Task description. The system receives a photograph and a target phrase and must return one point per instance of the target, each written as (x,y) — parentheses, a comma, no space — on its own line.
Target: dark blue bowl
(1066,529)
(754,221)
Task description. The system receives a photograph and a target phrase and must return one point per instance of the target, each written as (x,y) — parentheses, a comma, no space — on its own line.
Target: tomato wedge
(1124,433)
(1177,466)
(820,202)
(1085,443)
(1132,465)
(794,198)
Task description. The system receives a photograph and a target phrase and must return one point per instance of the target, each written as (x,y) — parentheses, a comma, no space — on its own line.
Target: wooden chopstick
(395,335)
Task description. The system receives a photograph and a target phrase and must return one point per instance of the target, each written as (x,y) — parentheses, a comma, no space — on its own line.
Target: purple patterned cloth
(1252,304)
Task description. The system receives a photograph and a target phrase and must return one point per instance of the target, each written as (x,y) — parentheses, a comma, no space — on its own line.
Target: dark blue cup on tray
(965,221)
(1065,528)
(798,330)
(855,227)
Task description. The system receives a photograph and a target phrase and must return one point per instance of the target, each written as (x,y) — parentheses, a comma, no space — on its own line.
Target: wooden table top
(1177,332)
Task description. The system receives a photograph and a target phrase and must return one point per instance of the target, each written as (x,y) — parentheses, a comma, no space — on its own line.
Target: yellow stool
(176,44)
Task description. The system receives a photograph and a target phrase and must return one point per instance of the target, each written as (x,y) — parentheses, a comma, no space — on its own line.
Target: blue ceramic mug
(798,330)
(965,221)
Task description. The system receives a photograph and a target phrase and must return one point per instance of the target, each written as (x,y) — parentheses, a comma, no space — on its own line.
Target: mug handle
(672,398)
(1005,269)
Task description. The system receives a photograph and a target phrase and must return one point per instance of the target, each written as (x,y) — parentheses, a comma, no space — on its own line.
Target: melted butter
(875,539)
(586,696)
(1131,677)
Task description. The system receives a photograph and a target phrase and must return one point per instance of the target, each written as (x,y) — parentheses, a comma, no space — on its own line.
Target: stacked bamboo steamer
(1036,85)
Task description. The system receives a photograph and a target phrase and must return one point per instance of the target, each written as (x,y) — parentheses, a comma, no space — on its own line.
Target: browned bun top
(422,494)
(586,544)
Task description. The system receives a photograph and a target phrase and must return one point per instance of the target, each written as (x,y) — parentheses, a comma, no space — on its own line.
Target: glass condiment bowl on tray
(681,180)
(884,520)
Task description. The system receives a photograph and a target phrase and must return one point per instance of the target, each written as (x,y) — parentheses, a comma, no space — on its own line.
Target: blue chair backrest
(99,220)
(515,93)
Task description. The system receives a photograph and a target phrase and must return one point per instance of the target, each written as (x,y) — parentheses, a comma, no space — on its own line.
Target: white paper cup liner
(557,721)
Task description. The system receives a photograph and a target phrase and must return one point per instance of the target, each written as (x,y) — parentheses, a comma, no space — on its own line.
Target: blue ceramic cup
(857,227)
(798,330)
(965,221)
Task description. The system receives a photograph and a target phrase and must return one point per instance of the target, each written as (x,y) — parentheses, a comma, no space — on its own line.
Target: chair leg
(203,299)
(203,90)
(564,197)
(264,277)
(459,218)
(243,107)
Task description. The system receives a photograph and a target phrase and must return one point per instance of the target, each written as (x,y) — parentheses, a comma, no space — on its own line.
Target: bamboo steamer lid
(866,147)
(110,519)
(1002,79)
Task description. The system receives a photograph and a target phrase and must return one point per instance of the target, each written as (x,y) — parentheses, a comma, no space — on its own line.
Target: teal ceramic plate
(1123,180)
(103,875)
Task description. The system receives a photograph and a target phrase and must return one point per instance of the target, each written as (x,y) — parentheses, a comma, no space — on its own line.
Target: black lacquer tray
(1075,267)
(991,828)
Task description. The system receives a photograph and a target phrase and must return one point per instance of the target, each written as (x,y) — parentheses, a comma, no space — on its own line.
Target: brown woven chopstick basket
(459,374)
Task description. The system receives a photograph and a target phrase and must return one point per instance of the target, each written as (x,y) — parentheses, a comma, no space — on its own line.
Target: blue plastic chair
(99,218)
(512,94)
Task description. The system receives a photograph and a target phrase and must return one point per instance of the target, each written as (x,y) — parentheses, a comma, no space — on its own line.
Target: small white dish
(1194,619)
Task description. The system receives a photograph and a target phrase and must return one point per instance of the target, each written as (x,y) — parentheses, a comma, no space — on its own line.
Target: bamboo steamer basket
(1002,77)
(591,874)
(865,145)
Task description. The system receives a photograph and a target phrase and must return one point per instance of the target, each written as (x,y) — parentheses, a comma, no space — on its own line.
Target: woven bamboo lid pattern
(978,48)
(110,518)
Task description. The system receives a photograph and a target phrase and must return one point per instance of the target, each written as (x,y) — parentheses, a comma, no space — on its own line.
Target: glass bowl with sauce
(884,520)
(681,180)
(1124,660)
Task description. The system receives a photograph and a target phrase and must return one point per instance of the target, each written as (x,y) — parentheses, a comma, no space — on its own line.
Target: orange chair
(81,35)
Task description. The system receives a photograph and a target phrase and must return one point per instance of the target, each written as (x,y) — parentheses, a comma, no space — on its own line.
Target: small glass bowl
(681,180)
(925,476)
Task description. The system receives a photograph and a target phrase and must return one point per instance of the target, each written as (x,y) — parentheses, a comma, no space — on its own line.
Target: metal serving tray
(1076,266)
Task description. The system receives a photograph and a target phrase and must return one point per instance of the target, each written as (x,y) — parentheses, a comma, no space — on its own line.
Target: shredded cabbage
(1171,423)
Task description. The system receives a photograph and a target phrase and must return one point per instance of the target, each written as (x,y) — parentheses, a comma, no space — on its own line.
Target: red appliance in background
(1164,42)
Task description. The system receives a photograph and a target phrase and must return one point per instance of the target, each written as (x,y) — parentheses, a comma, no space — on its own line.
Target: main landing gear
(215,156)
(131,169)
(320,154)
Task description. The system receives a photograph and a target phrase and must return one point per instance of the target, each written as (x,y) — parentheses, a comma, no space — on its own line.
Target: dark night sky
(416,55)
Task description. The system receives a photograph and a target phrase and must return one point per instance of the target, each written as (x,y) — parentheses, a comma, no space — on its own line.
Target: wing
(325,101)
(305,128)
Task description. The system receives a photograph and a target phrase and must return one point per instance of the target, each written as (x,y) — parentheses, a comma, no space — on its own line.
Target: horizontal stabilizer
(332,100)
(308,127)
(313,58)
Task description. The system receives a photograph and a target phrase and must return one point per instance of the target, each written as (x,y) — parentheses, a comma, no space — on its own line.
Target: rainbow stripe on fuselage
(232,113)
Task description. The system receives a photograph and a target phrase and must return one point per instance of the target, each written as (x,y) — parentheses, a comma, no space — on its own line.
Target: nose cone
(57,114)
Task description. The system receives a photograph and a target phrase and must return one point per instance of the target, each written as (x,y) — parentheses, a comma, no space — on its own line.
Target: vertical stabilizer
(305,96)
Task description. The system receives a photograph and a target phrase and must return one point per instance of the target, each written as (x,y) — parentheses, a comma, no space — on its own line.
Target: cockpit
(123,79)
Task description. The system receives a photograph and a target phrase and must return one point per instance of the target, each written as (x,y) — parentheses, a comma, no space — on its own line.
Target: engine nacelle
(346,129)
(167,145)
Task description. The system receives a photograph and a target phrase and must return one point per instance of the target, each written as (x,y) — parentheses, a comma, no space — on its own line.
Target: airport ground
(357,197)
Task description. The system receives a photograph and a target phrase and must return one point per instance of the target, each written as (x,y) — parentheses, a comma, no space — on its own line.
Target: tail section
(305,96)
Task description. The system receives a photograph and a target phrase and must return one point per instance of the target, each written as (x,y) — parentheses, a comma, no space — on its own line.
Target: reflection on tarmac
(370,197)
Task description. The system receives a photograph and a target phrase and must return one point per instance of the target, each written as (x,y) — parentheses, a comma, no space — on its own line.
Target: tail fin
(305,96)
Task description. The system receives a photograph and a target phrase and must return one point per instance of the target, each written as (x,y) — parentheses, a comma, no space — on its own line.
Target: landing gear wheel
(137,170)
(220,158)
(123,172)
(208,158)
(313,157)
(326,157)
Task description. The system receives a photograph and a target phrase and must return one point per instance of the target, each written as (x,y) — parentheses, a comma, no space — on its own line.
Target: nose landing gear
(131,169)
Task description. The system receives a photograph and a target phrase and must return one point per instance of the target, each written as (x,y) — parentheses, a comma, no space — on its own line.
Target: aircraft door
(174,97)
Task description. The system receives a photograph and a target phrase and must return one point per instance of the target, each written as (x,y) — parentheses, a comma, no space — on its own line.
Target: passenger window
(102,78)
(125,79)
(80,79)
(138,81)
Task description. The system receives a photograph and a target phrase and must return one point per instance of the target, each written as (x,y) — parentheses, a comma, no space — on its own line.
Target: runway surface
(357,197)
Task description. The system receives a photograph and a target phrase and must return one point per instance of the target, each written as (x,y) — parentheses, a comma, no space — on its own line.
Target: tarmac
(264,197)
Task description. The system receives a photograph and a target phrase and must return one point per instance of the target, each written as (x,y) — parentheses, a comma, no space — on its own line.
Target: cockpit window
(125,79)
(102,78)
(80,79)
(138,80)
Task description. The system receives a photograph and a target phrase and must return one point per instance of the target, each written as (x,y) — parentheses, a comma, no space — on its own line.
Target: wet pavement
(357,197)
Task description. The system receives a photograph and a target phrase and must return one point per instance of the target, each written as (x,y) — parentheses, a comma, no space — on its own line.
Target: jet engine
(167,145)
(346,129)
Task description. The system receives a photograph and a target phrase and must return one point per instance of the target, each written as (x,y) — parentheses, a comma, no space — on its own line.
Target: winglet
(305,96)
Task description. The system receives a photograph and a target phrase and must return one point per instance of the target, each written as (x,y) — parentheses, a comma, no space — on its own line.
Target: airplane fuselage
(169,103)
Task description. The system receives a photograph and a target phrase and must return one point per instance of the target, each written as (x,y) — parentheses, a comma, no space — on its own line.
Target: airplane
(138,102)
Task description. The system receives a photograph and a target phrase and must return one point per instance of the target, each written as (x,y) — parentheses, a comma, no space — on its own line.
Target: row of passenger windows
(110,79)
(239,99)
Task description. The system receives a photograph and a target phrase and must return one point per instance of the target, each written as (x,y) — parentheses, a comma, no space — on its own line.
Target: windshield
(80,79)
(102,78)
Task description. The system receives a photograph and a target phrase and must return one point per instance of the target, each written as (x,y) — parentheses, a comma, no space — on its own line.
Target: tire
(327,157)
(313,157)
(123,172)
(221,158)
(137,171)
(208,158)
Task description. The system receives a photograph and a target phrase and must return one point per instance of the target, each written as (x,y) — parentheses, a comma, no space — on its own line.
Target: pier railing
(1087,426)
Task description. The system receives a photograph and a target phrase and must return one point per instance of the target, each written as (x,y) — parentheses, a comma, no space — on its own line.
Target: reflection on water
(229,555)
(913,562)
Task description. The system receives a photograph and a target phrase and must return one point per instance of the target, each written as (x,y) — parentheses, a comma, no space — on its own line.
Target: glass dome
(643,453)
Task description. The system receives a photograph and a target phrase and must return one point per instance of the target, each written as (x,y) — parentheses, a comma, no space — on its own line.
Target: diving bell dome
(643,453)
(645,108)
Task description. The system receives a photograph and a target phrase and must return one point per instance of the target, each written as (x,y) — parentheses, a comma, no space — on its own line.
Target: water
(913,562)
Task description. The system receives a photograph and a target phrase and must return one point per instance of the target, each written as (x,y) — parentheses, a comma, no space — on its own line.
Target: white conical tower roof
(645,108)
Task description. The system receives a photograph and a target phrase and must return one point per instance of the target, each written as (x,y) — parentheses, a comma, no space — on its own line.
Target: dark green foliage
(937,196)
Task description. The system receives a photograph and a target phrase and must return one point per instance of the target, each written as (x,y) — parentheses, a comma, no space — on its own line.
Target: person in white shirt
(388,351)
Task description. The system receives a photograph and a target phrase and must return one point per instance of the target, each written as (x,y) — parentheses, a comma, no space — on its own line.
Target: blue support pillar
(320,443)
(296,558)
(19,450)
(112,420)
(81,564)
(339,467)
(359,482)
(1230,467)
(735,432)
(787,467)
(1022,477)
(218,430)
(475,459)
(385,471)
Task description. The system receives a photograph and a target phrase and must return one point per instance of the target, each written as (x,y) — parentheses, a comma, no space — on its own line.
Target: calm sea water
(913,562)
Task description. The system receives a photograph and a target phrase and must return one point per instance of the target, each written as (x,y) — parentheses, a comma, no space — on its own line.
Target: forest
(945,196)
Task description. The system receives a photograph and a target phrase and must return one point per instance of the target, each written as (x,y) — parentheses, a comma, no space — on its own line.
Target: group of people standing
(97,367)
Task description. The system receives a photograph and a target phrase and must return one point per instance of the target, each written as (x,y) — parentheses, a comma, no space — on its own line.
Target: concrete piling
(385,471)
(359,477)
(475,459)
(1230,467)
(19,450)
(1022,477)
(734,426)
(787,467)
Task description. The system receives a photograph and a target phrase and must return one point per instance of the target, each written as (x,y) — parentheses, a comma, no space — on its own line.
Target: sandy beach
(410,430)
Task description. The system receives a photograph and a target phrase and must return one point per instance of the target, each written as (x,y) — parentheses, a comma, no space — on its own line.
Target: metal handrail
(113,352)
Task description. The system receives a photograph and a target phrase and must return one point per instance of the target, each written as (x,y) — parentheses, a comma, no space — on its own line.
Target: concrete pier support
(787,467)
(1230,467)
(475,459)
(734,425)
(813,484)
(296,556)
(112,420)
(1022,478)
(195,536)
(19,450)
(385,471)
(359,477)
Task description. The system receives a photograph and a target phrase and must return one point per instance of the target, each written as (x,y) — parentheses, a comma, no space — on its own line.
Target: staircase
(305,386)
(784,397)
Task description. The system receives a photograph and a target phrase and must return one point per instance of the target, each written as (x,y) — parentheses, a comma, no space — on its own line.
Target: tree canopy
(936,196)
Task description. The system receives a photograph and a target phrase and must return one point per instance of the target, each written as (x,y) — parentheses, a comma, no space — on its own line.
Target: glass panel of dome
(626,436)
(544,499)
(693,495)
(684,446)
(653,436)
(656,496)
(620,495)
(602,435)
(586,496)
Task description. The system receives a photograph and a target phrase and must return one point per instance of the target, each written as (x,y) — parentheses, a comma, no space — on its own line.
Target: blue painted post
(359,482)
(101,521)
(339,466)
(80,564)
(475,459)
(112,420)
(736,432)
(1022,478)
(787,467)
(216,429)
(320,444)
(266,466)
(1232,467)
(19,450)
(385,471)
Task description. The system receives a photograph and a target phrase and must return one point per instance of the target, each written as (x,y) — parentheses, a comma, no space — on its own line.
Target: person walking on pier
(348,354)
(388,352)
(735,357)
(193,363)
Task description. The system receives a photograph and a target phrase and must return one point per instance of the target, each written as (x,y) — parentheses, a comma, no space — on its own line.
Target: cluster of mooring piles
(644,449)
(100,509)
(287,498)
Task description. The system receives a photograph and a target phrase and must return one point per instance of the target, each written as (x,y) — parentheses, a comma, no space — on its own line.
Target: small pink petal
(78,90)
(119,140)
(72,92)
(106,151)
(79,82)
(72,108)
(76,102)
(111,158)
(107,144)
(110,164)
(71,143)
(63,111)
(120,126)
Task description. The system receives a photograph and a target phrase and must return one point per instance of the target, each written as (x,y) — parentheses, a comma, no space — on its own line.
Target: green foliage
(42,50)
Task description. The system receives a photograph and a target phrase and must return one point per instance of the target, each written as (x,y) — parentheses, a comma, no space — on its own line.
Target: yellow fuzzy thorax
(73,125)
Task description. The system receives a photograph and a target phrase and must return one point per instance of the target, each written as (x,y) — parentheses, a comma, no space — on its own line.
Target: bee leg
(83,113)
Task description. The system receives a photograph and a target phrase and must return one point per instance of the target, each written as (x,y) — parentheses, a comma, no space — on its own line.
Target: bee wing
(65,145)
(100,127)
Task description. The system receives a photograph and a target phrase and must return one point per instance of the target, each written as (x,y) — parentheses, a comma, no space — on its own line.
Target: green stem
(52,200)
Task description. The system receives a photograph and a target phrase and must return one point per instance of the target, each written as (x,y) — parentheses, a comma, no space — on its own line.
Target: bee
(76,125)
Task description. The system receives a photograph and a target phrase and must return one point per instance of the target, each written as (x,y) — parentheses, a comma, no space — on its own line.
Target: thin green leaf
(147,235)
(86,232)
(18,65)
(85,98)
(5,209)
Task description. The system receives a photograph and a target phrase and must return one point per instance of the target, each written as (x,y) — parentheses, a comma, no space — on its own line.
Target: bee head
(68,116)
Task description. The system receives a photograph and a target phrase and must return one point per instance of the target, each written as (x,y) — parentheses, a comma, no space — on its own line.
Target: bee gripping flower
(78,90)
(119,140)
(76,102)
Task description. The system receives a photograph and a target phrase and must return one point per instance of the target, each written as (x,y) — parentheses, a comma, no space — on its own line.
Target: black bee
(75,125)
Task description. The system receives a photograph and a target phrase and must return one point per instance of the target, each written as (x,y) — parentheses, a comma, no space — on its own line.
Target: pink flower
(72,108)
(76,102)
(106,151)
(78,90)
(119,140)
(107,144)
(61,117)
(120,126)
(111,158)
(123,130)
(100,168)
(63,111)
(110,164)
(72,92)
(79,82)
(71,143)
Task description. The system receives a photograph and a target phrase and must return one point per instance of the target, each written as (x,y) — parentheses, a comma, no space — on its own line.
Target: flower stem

■ ■ ■ ■ ■ ■ ■

**Task details**
Find each line in the rows above that contains the word "ceramic" and copy those lines in their entirety.

**Solution to this exercise**
Target: blue ceramic mug
Target: blue ceramic cup
Target: teal ceramic plate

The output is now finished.